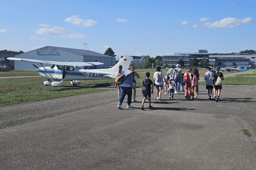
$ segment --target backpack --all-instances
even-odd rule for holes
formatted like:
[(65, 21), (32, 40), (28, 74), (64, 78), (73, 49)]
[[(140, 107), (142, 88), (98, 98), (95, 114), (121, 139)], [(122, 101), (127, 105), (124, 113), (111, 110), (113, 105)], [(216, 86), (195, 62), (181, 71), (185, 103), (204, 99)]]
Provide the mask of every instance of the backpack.
[(123, 74), (119, 74), (115, 78), (115, 83), (118, 85), (120, 84), (125, 80), (128, 78), (128, 77), (131, 75), (130, 74), (127, 76), (126, 78), (125, 78), (125, 75), (124, 73)]
[(184, 78), (183, 78), (183, 83), (189, 83), (190, 82), (190, 79), (189, 77), (187, 74), (186, 74), (184, 76)]
[(162, 72), (160, 71), (157, 74), (157, 78), (155, 78), (155, 80), (158, 83), (163, 81), (163, 75), (162, 75)]
[(150, 82), (150, 81), (147, 83), (146, 83), (146, 81), (145, 79), (144, 79), (143, 80), (143, 84), (142, 85), (142, 89), (141, 90), (141, 92), (142, 92), (142, 93), (145, 94), (147, 93), (149, 89), (148, 84)]
[(124, 74), (119, 74), (115, 78), (115, 83), (117, 84), (120, 84), (123, 81), (124, 79), (125, 78)]
[(196, 74), (195, 75), (194, 75), (194, 74), (193, 74), (193, 75), (194, 76), (192, 79), (191, 85), (192, 86), (198, 86), (198, 80), (197, 80), (197, 74)]
[(176, 78), (181, 78), (181, 73), (182, 70), (178, 68), (177, 68), (174, 69), (175, 71), (175, 76)]
[(221, 80), (221, 79), (219, 76), (221, 73), (220, 73), (219, 75), (218, 75), (218, 73), (217, 73), (217, 74), (218, 76), (218, 78), (217, 78), (217, 80), (216, 80), (216, 82), (215, 83), (215, 85), (216, 86), (220, 86), (222, 84), (222, 81)]

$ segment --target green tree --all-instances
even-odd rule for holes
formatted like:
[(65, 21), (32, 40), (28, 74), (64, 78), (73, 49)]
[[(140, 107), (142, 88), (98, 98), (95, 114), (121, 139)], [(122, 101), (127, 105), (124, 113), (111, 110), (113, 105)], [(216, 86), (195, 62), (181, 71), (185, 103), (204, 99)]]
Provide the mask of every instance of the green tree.
[(141, 65), (145, 67), (149, 66), (152, 65), (152, 63), (153, 63), (153, 65), (155, 65), (155, 59), (152, 57), (148, 58), (145, 60), (143, 63), (141, 64)]
[(180, 59), (179, 61), (177, 62), (176, 64), (178, 64), (181, 66), (183, 66), (185, 64), (184, 63), (184, 61), (182, 59)]
[(198, 65), (198, 60), (197, 58), (197, 57), (194, 57), (193, 59), (190, 62), (190, 65), (192, 66), (197, 66)]
[(141, 56), (141, 60), (145, 60), (148, 58), (150, 58), (150, 56), (149, 56), (148, 55), (147, 55), (146, 56)]
[(115, 57), (117, 56), (116, 55), (115, 55), (115, 52), (113, 51), (112, 49), (110, 47), (107, 49), (104, 54), (111, 57)]
[(155, 60), (155, 65), (160, 66), (163, 65), (163, 60), (159, 58)]
[(204, 66), (206, 66), (209, 65), (208, 63), (208, 60), (206, 59), (205, 57), (204, 57), (202, 59), (200, 60), (200, 62), (201, 65)]

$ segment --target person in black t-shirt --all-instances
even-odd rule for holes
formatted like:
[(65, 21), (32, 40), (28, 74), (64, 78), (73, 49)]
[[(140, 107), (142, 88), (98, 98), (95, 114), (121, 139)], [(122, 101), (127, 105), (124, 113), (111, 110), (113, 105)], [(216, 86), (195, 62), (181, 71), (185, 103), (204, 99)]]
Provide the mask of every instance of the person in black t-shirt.
[[(153, 82), (149, 79), (150, 76), (150, 73), (147, 72), (146, 74), (146, 78), (143, 80), (143, 83), (147, 83), (147, 86), (148, 89), (147, 89), (147, 93), (143, 94), (143, 99), (142, 100), (142, 103), (141, 104), (141, 110), (144, 110), (144, 103), (146, 100), (147, 98), (148, 97), (149, 103), (149, 109), (151, 109), (153, 107), (151, 105), (151, 94), (153, 94), (154, 92), (154, 86), (153, 86)], [(152, 90), (151, 90), (152, 88)]]
[[(221, 80), (223, 80), (224, 79), (224, 77), (223, 76), (223, 74), (222, 73), (219, 72), (221, 70), (221, 68), (219, 67), (216, 67), (215, 69), (216, 72), (214, 73), (213, 74), (213, 80), (215, 80), (215, 83), (216, 83), (217, 79), (218, 78), (218, 77), (219, 77)], [(221, 89), (222, 88), (222, 85), (219, 85), (217, 86), (215, 85), (215, 89), (217, 93), (217, 99), (216, 99), (216, 102), (218, 102), (219, 101), (219, 96), (221, 95)]]

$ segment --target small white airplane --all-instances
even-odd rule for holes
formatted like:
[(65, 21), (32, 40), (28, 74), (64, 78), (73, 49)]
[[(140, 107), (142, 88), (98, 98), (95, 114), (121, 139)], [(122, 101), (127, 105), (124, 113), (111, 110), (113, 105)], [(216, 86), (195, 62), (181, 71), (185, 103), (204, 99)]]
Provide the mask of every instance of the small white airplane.
[(238, 67), (237, 68), (233, 68), (231, 67), (226, 67), (225, 68), (221, 68), (221, 70), (222, 71), (225, 71), (227, 69), (230, 69), (230, 71), (239, 71), (240, 70), (240, 69), (241, 68), (241, 66), (239, 66), (239, 67)]
[[(84, 69), (80, 66), (95, 66), (104, 63), (98, 62), (59, 62), (14, 57), (7, 59), (39, 63), (42, 67), (38, 68), (34, 64), (33, 65), (37, 68), (39, 75), (47, 79), (44, 82), (44, 84), (46, 86), (61, 86), (61, 82), (66, 80), (71, 80), (71, 84), (76, 86), (81, 83), (78, 80), (115, 78), (118, 66), (122, 65), (124, 70), (127, 70), (132, 58), (132, 57), (125, 56), (112, 68), (91, 69)], [(51, 65), (49, 67), (45, 67), (43, 63)], [(51, 80), (55, 81), (51, 82)]]

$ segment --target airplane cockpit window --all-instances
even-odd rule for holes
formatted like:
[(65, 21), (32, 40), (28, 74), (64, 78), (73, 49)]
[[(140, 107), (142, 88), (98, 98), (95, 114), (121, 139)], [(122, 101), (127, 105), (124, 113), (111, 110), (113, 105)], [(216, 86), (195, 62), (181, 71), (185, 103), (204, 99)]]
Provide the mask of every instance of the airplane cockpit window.
[(63, 69), (63, 66), (59, 65), (55, 65), (53, 68), (56, 70), (62, 70)]
[(52, 64), (51, 65), (51, 66), (50, 66), (50, 68), (51, 69), (53, 69), (55, 66), (55, 65), (54, 64)]
[(67, 71), (73, 71), (75, 70), (75, 68), (71, 66), (67, 66), (66, 69), (66, 70)]
[(79, 67), (79, 66), (75, 66), (75, 68), (76, 68), (76, 69), (77, 70), (80, 70), (80, 69), (83, 69), (83, 68), (81, 68), (81, 67)]

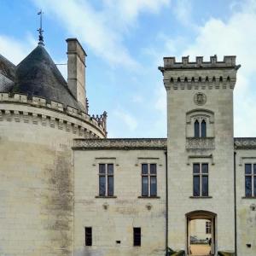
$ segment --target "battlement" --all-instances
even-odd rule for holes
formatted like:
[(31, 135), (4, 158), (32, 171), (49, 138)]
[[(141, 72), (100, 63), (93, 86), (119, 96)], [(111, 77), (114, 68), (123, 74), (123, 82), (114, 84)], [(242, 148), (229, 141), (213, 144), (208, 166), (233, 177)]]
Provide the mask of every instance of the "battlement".
[(102, 135), (107, 136), (107, 112), (102, 115), (89, 115), (88, 113), (79, 111), (74, 108), (67, 106), (65, 107), (62, 103), (50, 101), (48, 102), (46, 99), (32, 96), (32, 99), (28, 98), (27, 95), (15, 94), (10, 95), (9, 93), (0, 93), (0, 103), (1, 102), (12, 102), (12, 103), (21, 103), (30, 105), (36, 108), (44, 108), (51, 110), (55, 110), (60, 113), (67, 114), (68, 116), (74, 117), (80, 121), (89, 123), (90, 125), (96, 127)]
[(204, 61), (202, 56), (196, 56), (195, 61), (189, 62), (189, 56), (182, 57), (182, 61), (176, 61), (175, 57), (164, 57), (164, 67), (159, 67), (160, 71), (165, 69), (179, 69), (179, 68), (239, 68), (236, 66), (235, 55), (224, 56), (223, 61), (218, 61), (217, 55), (210, 57), (210, 61)]
[(164, 67), (159, 70), (164, 75), (166, 90), (234, 89), (241, 67), (236, 65), (236, 58), (224, 56), (223, 61), (218, 61), (214, 55), (210, 61), (204, 61), (202, 56), (197, 56), (195, 62), (189, 62), (186, 56), (177, 62), (175, 57), (165, 57)]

------------------------------------------------------------

__REQUIRED WORK__. Give back the data line for line, starting at its very beginning and ending with the line that contains "80), (197, 74)]", both ends included. Leave the pictures out of your answer.

__EXERCISE RESPONSE__.
$ segment --target backpack --all-instances
even-odd rule for holes
formatted like:
[(65, 21), (32, 40), (28, 74), (64, 78), (73, 49)]
[[(140, 107), (142, 88), (98, 98), (95, 114), (121, 139)], [(122, 101), (127, 105), (124, 113), (111, 110), (113, 105)], [(216, 86), (195, 62), (181, 71), (185, 103), (204, 99)]]
Provide the mask of every instance of the backpack.
[(123, 74), (119, 74), (115, 78), (115, 83), (118, 85), (120, 84), (125, 80), (128, 78), (128, 77), (131, 75), (130, 74), (127, 76), (126, 78), (125, 78), (125, 75), (124, 73)]
[(184, 78), (183, 78), (183, 83), (189, 83), (190, 82), (190, 79), (189, 77), (187, 74), (186, 74), (184, 76)]
[(162, 72), (160, 71), (157, 74), (157, 78), (155, 78), (155, 80), (158, 83), (163, 81), (163, 75), (162, 75)]
[(150, 82), (150, 81), (147, 83), (146, 83), (146, 81), (145, 79), (144, 79), (143, 80), (143, 84), (142, 85), (142, 89), (141, 90), (141, 92), (142, 92), (142, 93), (145, 94), (147, 93), (149, 89), (148, 84)]
[(124, 74), (119, 74), (115, 78), (115, 83), (117, 84), (120, 84), (123, 81), (124, 79), (125, 78)]
[(196, 74), (195, 75), (194, 75), (194, 74), (193, 74), (193, 75), (194, 76), (192, 79), (191, 85), (192, 86), (198, 86), (198, 80), (197, 80), (197, 74)]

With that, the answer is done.